**What the exercise asks**
From the records, copy word for word the lines from the one containing "Reviewer note: verify that every instance of the door in" up to and including the one containing "[[228, 121], [338, 111], [387, 108], [288, 116], [160, 123]]".

* start Input data *

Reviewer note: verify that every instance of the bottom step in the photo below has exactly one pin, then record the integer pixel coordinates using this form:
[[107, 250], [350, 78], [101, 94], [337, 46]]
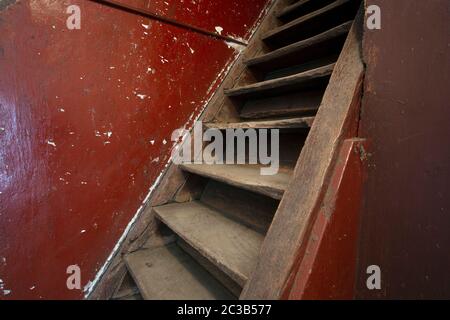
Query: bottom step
[[169, 273]]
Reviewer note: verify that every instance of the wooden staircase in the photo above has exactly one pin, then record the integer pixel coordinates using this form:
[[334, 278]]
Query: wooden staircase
[[217, 231]]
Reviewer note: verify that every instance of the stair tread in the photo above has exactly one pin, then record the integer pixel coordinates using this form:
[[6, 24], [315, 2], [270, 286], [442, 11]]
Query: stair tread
[[296, 79], [303, 122], [231, 246], [300, 8], [297, 47], [245, 176], [168, 273], [305, 18], [290, 8], [295, 104]]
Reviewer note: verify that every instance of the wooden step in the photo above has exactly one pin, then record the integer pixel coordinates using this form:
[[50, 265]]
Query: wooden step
[[232, 247], [312, 24], [248, 208], [323, 44], [220, 276], [169, 273], [290, 123], [301, 8], [244, 176], [302, 104], [308, 79]]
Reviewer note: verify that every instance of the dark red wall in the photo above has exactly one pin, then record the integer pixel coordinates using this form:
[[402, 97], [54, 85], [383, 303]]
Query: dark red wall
[[79, 148], [406, 114]]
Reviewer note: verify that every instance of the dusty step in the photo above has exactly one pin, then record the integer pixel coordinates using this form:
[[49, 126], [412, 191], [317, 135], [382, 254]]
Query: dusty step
[[301, 8], [232, 247], [251, 209], [312, 24], [247, 177], [324, 43], [169, 273], [220, 276], [291, 123], [303, 103], [307, 79]]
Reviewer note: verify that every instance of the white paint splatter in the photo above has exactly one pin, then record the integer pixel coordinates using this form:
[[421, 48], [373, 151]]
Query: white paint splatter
[[219, 30], [52, 143]]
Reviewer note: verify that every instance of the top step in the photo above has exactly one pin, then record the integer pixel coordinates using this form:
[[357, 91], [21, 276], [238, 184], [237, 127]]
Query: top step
[[326, 43], [305, 80], [312, 24], [301, 8]]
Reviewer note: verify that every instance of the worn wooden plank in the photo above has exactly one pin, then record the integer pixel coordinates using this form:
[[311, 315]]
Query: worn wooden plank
[[283, 245], [311, 24], [282, 84], [289, 123], [244, 176], [304, 50], [222, 277], [168, 273], [251, 209], [295, 104], [300, 8], [229, 245]]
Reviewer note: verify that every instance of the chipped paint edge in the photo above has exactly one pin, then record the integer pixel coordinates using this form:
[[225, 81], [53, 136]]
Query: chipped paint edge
[[90, 286]]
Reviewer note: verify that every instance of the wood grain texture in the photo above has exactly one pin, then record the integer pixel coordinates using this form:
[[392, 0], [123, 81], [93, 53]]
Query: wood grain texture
[[289, 123], [251, 209], [303, 103], [244, 176], [300, 8], [283, 244], [296, 50], [280, 84], [222, 277], [232, 247], [304, 19], [168, 273]]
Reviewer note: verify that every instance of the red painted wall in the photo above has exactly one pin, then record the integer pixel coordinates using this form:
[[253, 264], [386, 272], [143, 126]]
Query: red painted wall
[[86, 118], [405, 113]]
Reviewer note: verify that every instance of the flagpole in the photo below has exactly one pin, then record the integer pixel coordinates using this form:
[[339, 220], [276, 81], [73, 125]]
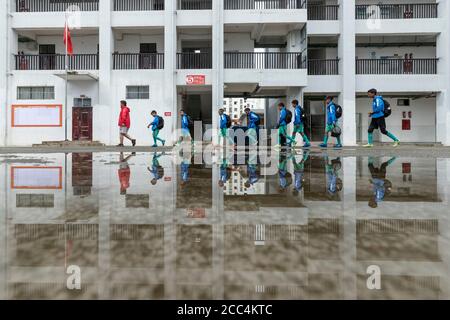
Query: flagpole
[[66, 62]]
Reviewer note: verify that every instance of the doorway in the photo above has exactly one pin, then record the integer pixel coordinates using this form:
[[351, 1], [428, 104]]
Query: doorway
[[82, 124]]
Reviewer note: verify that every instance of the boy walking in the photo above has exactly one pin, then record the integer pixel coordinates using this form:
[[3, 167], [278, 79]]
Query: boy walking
[[378, 119], [157, 125]]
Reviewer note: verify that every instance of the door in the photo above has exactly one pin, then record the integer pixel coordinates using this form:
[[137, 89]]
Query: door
[[147, 58], [82, 124], [47, 56]]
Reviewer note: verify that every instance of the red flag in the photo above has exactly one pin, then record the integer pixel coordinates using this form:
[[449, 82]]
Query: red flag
[[68, 40]]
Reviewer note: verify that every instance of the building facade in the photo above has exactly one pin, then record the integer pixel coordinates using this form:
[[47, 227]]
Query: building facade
[[191, 54]]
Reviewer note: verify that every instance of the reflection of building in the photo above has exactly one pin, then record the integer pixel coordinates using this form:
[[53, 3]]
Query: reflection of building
[[258, 246]]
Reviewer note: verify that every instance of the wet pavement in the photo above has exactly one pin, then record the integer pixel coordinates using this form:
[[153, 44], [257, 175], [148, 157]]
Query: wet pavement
[[247, 226]]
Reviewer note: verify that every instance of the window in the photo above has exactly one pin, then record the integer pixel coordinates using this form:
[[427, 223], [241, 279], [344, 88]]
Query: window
[[138, 92], [35, 93]]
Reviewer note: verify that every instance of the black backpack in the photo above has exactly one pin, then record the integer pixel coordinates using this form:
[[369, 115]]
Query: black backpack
[[228, 121], [338, 111], [387, 108], [288, 116], [160, 123]]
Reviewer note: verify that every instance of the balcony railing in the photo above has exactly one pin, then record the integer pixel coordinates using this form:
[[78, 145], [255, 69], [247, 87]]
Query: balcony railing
[[55, 6], [264, 60], [56, 62], [134, 61], [323, 12], [263, 4], [396, 66], [318, 67], [397, 11], [194, 4], [138, 5], [194, 60]]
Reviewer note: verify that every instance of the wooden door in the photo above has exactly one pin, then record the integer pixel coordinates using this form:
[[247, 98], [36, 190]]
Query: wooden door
[[82, 124]]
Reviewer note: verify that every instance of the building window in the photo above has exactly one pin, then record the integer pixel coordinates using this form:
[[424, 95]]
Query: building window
[[138, 92], [35, 93]]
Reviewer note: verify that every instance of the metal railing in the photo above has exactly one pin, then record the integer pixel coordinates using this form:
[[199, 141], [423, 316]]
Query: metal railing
[[134, 61], [323, 12], [194, 60], [263, 60], [317, 67], [56, 62], [396, 66], [194, 4], [138, 5], [397, 11], [55, 6], [263, 4]]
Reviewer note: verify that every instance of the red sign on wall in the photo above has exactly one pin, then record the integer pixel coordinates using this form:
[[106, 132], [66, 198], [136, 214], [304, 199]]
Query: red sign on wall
[[195, 80]]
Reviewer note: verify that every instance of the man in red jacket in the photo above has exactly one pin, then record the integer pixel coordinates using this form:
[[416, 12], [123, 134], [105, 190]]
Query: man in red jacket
[[125, 123]]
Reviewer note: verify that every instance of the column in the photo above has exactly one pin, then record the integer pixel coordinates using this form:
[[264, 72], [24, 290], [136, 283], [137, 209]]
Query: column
[[346, 49], [218, 62], [3, 71], [443, 97], [105, 88]]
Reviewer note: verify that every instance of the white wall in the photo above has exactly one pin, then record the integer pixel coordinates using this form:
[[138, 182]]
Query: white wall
[[423, 121]]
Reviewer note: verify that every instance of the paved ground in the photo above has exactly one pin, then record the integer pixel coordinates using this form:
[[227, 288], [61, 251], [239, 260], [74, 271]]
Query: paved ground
[[403, 150]]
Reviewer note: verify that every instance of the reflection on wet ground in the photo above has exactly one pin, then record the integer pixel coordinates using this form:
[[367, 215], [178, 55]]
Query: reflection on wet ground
[[157, 226]]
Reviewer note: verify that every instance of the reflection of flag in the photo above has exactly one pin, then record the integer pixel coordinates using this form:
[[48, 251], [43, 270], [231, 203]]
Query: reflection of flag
[[68, 40]]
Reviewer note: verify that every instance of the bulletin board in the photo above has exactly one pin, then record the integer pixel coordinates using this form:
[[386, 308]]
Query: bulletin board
[[41, 115], [36, 178]]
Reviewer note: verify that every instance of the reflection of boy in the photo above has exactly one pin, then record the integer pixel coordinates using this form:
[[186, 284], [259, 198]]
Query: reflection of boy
[[380, 185]]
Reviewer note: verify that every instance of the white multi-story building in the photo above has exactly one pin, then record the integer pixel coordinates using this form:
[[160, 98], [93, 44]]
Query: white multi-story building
[[191, 54]]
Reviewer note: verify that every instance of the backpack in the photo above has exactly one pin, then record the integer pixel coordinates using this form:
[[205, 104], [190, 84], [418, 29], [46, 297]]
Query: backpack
[[288, 116], [228, 121], [160, 123], [387, 108], [338, 111]]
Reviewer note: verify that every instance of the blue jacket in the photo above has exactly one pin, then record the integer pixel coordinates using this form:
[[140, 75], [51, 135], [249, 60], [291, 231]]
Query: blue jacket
[[331, 113], [252, 119], [283, 114], [298, 115], [378, 107], [223, 121], [185, 122], [155, 123]]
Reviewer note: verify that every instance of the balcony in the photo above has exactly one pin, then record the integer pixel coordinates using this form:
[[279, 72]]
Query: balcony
[[138, 5], [396, 66], [397, 11], [263, 60], [194, 5], [323, 12], [187, 60], [320, 67], [138, 61], [56, 62], [263, 4], [55, 6]]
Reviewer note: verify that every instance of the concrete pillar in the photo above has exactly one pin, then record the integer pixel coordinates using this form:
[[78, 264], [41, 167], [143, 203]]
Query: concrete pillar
[[346, 49], [106, 48], [170, 67], [443, 53], [3, 70], [218, 63]]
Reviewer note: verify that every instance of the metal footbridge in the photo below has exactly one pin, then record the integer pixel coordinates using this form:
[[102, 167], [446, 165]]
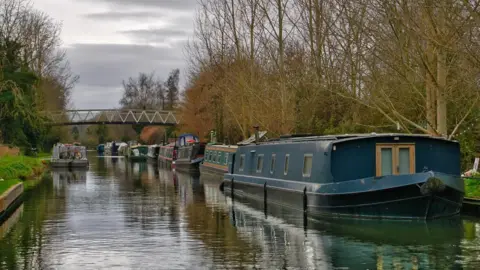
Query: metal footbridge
[[111, 117]]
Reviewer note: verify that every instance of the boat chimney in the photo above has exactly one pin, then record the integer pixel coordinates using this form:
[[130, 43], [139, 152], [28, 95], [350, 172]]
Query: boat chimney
[[213, 136], [257, 138]]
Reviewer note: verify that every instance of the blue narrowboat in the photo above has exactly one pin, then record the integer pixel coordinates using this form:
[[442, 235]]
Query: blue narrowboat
[[391, 176]]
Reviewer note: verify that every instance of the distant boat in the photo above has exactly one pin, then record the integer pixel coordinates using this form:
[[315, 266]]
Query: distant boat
[[153, 151], [216, 159], [188, 153], [100, 149], [68, 155], [391, 176], [219, 156], [138, 153]]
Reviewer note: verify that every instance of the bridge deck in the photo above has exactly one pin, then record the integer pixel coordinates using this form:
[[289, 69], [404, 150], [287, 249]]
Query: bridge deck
[[111, 117]]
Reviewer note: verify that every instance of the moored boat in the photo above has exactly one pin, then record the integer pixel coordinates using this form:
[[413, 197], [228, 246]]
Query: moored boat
[[100, 149], [153, 151], [392, 176], [216, 159], [138, 153], [69, 156], [188, 153]]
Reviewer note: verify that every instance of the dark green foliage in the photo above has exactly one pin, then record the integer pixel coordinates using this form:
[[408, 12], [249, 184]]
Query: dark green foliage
[[102, 133], [172, 88], [75, 133], [20, 124], [468, 149]]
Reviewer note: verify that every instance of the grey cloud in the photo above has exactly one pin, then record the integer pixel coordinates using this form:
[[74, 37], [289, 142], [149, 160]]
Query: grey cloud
[[180, 5], [158, 35], [119, 15], [107, 65]]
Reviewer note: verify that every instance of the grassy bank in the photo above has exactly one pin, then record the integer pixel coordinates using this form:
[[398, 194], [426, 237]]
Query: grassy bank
[[472, 187], [16, 169], [6, 184]]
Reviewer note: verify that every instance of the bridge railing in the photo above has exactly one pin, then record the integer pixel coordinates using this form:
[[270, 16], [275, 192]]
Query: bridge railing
[[91, 117]]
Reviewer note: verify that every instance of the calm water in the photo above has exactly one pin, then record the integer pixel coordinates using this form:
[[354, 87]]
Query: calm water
[[123, 216]]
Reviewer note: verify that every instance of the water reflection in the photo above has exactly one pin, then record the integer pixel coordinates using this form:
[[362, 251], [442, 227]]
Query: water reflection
[[137, 215]]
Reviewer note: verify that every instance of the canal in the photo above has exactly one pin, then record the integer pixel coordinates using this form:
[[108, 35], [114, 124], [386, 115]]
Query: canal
[[139, 216]]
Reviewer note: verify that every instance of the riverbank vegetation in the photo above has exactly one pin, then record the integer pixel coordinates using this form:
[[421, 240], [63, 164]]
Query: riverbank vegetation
[[16, 169], [6, 184], [334, 66], [34, 76]]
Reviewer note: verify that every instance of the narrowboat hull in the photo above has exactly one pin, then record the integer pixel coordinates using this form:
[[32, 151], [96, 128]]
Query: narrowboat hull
[[213, 170], [65, 163], [137, 158], [425, 196], [188, 166]]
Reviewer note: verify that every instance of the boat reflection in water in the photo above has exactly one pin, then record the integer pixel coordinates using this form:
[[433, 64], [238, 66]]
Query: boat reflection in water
[[258, 233], [63, 177], [7, 224]]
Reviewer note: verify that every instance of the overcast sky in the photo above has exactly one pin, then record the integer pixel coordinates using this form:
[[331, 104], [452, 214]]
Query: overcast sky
[[110, 40]]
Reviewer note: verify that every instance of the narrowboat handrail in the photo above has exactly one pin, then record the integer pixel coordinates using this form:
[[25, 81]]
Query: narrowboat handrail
[[345, 137]]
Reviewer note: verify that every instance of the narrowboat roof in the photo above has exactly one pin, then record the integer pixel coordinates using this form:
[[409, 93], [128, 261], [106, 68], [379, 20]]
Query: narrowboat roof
[[222, 145], [345, 137], [139, 146]]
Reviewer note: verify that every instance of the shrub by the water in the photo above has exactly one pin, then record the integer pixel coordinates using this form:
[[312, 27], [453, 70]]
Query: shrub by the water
[[14, 169], [6, 184], [472, 186]]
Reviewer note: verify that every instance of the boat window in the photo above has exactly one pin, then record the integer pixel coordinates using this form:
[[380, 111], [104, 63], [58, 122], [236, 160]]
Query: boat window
[[242, 162], [395, 159], [272, 163], [285, 165], [307, 165], [260, 163]]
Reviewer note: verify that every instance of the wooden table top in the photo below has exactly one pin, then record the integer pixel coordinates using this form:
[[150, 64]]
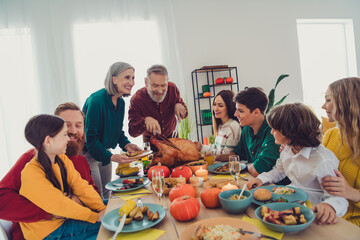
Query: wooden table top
[[341, 230]]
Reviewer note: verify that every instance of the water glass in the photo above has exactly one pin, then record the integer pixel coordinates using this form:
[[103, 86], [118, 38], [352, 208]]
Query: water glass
[[147, 146], [158, 183], [191, 137], [234, 167]]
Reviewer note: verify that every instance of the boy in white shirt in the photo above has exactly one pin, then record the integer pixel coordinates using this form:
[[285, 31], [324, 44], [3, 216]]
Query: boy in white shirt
[[303, 160]]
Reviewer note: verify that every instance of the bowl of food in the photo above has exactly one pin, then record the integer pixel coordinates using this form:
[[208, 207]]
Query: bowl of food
[[230, 203], [194, 166], [285, 217]]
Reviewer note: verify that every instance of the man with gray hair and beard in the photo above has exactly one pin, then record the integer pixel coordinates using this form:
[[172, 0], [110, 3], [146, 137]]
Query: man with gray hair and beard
[[153, 108]]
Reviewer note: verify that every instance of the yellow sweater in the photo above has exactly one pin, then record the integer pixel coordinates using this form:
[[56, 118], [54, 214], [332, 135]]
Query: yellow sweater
[[40, 191], [347, 168]]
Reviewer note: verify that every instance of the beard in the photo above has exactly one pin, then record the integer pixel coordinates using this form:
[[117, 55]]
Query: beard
[[75, 147], [154, 98]]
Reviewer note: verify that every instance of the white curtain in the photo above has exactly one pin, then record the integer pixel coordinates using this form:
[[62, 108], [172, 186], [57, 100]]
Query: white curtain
[[47, 72]]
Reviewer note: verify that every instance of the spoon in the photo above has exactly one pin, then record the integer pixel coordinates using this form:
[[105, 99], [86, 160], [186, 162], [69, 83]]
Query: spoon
[[242, 191]]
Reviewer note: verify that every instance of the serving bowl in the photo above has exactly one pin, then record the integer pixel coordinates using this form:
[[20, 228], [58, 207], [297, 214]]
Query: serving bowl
[[196, 165], [235, 206], [307, 212]]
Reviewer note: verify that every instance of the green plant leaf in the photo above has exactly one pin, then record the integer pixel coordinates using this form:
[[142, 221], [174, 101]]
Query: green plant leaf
[[281, 77], [281, 100]]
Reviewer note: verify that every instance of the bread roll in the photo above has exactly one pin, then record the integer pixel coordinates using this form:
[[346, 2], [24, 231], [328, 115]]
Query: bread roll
[[262, 195]]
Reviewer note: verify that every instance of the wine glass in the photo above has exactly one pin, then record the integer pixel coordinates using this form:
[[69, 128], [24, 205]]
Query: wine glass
[[158, 183], [234, 167], [147, 146], [191, 137]]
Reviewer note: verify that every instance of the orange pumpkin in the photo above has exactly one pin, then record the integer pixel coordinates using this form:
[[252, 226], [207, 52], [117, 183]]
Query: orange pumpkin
[[184, 208], [165, 169], [182, 190], [206, 94], [210, 197]]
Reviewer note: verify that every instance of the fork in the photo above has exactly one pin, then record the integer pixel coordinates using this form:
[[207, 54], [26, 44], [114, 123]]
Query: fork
[[176, 131], [139, 203]]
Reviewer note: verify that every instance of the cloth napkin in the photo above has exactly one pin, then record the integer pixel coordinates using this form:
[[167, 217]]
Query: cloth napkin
[[148, 234], [227, 176], [134, 194], [263, 228]]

* end Input data *

**In response**
Reviewer note: verify that every instance of the door in the photo above has exactly one pin, then record the integer pixel coordinates using this form:
[[137, 89]]
Query: door
[[147, 58], [82, 124], [47, 56]]
Reviewer note: verify that every instance of the red flag in the photo above has exactly one pin, then record the integer pixel coordinates using this form:
[[449, 82]]
Query: red flag
[[68, 40]]
Reviewer note: verify that every instance of the building facade in the photo above has exactly one pin, then record the integer pixel coordinates using this form:
[[47, 227]]
Query: building facade
[[191, 54]]
Reviewer note: verify that every instance of the reflection of building in the photo above has exactly one pin, then record the integer pixel coordinates using this form:
[[53, 3]]
Query: reflection of building
[[258, 246]]
Reviewer note: verify that every instance of the wet pavement in the photo above has exactly one pin, then record the integer pixel coordinates using this form:
[[153, 44], [257, 175], [148, 157]]
Query: wet pavement
[[247, 226]]
Reviewer note: verify that every instance of the window in the photo above has exactly one pin, then record the integer pixel coordinates using this form:
[[427, 223], [241, 279], [344, 88]]
Query: window
[[138, 92], [35, 93]]
Reviewer note: verify that every instance of the black backpack in the photo above has exactly one pin, then record the integer pixel coordinates using this form:
[[369, 115]]
Query: black backpack
[[228, 121], [338, 111], [387, 108], [288, 116], [160, 123]]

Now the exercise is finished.